> **Source excerpt**:
· · · · ·
I'm currently developing a MQTT client service with Eclipse Paho for a bigger software and I'm encountering performance issues. I'm getting a bunch of events that I want to publish to the broker and I'm using GSON for serialization of those events. I've multithreaded the serialization and publishing. According to a rudimentary benchmark serialization and publishing takes up to 1 ms.
I'm using an ExecutorService with a fixed threadpool of size 10 (for now).
My code is currently submitting about 50 Runnables per second to the ExecutorService, but my Broker reports only about 5-10 messages per second.
I've previously benchmarked my MQTT setup and managed to send about 9000+ MQTT messages per second in a non-multithreaded way.
Does the threadpool have that much of an overhead, that I'm only able to get this small amount of publishes out of it?
public class MqttService implements IMessagingService{
protected int PORT = 1883;
protected String HOST = "localhost";
protected final String SERVICENAME = "MQTT";
protected static final String COMMANDTOPIC = "commands";
protected static final String REMINDSPREFIX = "Reminds/";
protected static final String VIOLATIONTOPIC = "violations/";
protected static final String WILDCARDTOPIC = "Reminds/#";
protected static final String TCPPREFIX = "tcp://";
protected static final String SSLPREFIX = "ssl://";
private MqttClient client;
private MqttConnectOptions optionsPublisher = new MqttConnectOptions();
private ExecutorService pool = Executors.newFixedThreadPool(10);
public MqttService() {
this("localhost", 1883);
}
public MqttService(String host, int port) {
this.HOST = host;
this.PORT = port;
}
#Override
public void setPort(int port) {
this.PORT = port;
}
#Override
public void setHost(String host) {
this.HOST = host;
}
#Override
public void sendMessage(AbstractMessage message) {
pool.submit(new SerializeJob(client,message));
}
#Override
public void connect() {
try {
client = new MqttClient(TCPPREFIX + HOST + ":" + PORT, IDPublisher);
optionsPublisher.setMqttVersion(MqttConnectOptions.MQTT_VERSION_3_1_1);
client.connect(optionsPublisher);
client.setCallback(new MessageCallback());
client.subscribe(WILDCARDTOPIC, 0);
} catch (MqttException e1) {
e1.printStackTrace();
}
}
}
The following code is the Runnable executed by the ExecutorService. This should not be an issue by itself though, since it only takes up to 1-2 ms to finish.
· · · · ·
Collected data:
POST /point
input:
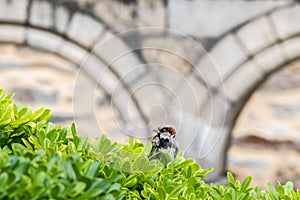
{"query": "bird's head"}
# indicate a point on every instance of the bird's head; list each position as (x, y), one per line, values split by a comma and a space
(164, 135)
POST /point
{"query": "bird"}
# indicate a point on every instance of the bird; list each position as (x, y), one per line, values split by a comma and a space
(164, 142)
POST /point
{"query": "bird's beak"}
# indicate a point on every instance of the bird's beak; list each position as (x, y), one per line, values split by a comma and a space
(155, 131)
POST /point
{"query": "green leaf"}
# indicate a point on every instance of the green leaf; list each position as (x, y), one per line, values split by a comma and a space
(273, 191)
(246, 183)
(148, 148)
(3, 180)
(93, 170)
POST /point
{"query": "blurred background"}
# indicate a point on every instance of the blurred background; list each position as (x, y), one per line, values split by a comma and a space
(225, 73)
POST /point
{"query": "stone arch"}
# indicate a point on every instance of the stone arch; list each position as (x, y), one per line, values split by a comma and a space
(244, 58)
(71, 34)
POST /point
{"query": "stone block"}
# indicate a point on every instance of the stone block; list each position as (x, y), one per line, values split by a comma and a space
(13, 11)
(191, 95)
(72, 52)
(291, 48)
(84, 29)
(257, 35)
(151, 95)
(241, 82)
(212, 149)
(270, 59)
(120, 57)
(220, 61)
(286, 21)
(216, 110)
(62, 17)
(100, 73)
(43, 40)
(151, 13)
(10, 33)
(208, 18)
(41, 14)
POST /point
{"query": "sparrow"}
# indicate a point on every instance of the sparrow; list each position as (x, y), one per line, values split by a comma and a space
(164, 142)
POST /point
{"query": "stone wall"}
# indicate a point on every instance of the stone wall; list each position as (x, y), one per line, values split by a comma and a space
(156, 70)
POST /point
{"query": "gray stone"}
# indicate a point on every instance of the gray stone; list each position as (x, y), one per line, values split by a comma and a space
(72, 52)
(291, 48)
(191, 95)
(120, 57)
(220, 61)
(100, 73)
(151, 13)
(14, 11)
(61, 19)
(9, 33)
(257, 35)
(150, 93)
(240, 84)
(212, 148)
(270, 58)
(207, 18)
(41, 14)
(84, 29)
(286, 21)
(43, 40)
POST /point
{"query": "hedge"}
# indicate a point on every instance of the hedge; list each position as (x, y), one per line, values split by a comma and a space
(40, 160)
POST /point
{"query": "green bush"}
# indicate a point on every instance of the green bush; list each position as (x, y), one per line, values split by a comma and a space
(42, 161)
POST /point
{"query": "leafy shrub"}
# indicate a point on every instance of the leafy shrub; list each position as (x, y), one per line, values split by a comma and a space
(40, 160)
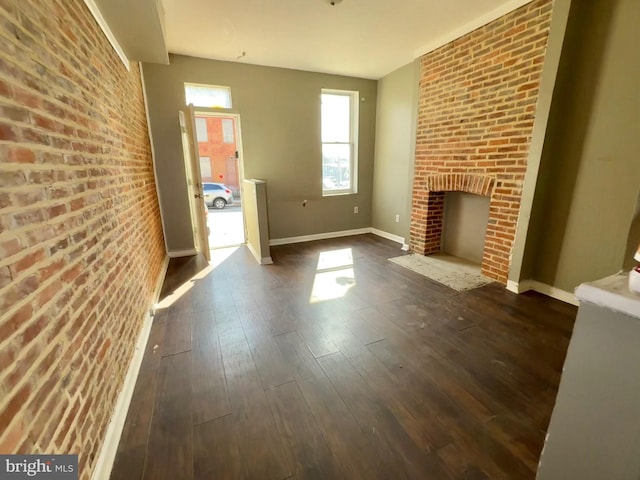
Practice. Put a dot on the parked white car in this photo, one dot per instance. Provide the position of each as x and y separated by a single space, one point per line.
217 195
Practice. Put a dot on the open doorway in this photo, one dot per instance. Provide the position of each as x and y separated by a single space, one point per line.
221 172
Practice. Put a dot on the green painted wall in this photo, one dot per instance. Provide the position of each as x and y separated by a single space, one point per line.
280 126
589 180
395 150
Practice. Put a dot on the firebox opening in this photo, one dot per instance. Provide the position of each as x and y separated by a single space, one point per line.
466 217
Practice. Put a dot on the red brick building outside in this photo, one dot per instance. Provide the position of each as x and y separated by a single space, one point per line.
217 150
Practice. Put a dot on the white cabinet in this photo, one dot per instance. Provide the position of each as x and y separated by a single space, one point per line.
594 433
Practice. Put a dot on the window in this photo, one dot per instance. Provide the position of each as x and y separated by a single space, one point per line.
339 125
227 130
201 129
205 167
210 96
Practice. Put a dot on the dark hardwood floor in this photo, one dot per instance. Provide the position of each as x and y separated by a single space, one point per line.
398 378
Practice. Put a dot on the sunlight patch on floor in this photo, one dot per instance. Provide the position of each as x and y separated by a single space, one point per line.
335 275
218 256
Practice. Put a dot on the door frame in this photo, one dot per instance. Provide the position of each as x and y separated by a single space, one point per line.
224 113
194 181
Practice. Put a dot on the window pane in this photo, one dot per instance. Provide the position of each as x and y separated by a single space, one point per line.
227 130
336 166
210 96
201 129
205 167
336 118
· · · · ·
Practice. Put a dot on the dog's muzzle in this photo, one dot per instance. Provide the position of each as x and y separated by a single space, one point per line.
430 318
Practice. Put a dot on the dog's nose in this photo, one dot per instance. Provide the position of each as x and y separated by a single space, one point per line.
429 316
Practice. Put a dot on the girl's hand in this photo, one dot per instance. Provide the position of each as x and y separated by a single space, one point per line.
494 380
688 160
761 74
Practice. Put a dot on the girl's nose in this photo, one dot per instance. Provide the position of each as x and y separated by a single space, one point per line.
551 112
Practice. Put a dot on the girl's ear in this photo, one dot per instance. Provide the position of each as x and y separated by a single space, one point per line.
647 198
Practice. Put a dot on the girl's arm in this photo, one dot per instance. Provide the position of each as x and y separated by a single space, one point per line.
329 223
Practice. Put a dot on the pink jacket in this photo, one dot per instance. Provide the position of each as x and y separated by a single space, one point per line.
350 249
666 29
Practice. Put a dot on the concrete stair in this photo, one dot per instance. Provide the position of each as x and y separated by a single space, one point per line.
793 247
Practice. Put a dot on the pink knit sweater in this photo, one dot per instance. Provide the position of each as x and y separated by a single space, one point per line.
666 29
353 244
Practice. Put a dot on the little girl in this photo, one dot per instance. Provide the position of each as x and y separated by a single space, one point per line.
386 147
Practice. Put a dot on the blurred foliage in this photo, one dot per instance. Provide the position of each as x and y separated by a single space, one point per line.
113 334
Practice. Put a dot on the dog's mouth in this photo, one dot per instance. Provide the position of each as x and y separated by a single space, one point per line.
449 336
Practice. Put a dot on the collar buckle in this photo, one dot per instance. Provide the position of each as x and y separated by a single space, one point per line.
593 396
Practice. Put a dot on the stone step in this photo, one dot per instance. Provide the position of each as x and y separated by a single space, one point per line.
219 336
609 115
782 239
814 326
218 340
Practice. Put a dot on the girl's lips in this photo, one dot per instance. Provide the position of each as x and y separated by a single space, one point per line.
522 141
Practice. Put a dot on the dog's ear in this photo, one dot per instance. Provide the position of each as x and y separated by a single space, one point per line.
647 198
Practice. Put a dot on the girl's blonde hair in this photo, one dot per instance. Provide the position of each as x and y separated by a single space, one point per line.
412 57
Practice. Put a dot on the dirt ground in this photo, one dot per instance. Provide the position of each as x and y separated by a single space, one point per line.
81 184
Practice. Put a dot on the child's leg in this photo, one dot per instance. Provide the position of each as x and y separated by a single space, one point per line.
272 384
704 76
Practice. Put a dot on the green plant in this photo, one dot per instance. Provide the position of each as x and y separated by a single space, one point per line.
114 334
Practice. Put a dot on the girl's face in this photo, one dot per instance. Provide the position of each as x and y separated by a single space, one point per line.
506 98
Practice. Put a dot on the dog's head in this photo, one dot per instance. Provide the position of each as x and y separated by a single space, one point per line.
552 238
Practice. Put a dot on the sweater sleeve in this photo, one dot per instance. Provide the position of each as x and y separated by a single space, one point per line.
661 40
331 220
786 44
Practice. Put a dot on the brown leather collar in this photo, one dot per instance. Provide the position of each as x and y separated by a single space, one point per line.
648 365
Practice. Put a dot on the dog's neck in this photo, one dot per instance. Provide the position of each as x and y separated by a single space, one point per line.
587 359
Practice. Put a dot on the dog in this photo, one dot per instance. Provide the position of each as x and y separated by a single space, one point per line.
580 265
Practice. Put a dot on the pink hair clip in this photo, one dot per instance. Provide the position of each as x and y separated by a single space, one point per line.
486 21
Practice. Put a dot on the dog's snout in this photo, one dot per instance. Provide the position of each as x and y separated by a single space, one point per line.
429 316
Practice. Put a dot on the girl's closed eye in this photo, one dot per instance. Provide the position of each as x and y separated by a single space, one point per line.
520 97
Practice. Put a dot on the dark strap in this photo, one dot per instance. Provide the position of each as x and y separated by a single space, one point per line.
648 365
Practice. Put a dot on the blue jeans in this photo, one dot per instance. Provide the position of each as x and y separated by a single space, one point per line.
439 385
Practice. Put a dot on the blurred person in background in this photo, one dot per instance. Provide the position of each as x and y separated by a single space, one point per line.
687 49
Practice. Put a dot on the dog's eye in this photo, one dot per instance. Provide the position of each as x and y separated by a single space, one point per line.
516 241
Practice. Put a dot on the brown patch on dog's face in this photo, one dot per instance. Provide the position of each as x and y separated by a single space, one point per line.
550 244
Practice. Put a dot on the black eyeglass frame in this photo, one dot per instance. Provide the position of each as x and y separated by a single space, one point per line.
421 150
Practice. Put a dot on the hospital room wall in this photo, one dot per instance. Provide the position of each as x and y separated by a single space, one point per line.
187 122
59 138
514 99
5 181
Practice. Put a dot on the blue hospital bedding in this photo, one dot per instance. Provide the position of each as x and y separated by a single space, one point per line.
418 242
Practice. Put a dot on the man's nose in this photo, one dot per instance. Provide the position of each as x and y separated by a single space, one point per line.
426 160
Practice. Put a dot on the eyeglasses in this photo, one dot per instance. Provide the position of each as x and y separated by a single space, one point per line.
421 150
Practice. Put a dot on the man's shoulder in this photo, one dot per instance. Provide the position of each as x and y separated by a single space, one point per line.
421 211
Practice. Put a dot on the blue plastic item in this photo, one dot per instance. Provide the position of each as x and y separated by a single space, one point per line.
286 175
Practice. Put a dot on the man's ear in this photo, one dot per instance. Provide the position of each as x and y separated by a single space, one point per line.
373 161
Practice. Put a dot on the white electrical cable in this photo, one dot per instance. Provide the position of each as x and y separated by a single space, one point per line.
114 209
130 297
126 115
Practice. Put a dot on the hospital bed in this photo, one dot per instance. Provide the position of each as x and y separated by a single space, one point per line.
· · · · ·
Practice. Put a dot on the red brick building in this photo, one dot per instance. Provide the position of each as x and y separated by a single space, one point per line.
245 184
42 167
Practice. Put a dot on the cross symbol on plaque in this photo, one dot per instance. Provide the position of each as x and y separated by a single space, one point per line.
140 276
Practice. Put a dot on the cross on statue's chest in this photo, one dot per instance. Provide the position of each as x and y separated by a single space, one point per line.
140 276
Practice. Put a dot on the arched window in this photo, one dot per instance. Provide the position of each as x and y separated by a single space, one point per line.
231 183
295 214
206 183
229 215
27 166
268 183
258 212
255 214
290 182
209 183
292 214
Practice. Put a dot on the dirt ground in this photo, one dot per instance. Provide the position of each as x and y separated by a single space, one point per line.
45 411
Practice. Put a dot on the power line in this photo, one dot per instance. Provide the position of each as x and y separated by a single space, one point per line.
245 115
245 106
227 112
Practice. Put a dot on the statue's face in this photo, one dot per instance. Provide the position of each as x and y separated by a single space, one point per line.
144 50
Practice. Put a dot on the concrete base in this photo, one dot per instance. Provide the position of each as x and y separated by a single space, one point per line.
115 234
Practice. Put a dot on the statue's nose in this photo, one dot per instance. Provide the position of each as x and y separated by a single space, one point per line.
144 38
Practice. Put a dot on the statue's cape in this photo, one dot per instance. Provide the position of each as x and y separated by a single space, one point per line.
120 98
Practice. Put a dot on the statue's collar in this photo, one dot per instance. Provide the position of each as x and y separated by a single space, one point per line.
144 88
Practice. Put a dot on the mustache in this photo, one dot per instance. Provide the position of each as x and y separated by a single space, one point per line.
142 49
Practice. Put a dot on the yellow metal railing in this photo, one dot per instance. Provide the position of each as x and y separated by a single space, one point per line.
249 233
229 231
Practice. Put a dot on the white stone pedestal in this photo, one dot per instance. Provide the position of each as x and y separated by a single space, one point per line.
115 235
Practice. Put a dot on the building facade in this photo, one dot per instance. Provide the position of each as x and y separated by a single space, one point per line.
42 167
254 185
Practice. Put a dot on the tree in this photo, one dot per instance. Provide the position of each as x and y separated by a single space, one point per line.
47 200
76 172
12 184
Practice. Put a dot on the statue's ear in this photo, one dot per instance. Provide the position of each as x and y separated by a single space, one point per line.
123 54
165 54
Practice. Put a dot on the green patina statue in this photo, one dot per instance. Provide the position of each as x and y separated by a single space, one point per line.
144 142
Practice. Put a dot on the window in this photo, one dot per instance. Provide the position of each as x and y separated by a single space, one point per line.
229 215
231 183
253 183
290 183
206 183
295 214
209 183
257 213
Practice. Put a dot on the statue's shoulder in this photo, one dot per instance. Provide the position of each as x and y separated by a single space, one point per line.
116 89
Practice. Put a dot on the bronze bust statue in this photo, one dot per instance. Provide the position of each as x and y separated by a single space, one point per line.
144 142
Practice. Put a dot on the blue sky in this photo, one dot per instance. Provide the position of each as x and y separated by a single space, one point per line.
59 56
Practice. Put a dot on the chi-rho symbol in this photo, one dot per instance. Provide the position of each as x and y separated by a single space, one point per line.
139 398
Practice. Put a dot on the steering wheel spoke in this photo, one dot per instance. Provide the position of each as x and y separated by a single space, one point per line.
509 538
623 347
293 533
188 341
· · · · ·
Pick up the MQTT thread pool post after its last sentence and keep writing it.

class SerializeJob implements Runnable {
private AbstractMessage message;
private MqttClient client;
public SerializeJob(MqttClient client, AbstractMessage m) {
this.client = client;
this.message = m;
}
#Override
public void run() {
String serializedMessage = MessageSerializer.serializeMessage(message);
MqttMessage wireMessage = new MqttMessage();
wireMessage.setQos(message.getQos());
wireMessage.setPayload(serializedMessage.getBytes());
if (client.isConnected()) {
StringBuilder topic = new StringBuilder();
topic.append(MqttService.REMINDSPREFIX);
topic.append(MqttService.VIOLATIONTOPIC);
try {
client.publish(topic.toString(), wireMessage);
} catch (MqttPersistenceException e) {
e.printStackTrace();
} catch (MqttException e) {
e.printStackTrace();
}
}
}
}
I'm not quite sure what's holing me back. MQTT itself seems to allow for a lot of events, that also can have a big payload, and network cannot possibly an issue either, since I'm currently hosting the broker locally on the same machine as the client.
Edit with further testing:
I've synthetically benchmarked now my own setup which consisted of a locally hosted HiveMQ and Mosquitto broker that ran "natively" off the machine. Using the Paho libraries I have sent increasingly bigger messages in batches of 1000. For each batch I calculated the throughput in messages from first to last message. This scenario didn't use any multithreading. With this I've come up with the following performance chart:
The machine running both the client and the brokers is a desktop with an i7 6700 and 32 GB of RAM. The brokers had access to all cores and 8 GB of Memory for its VM.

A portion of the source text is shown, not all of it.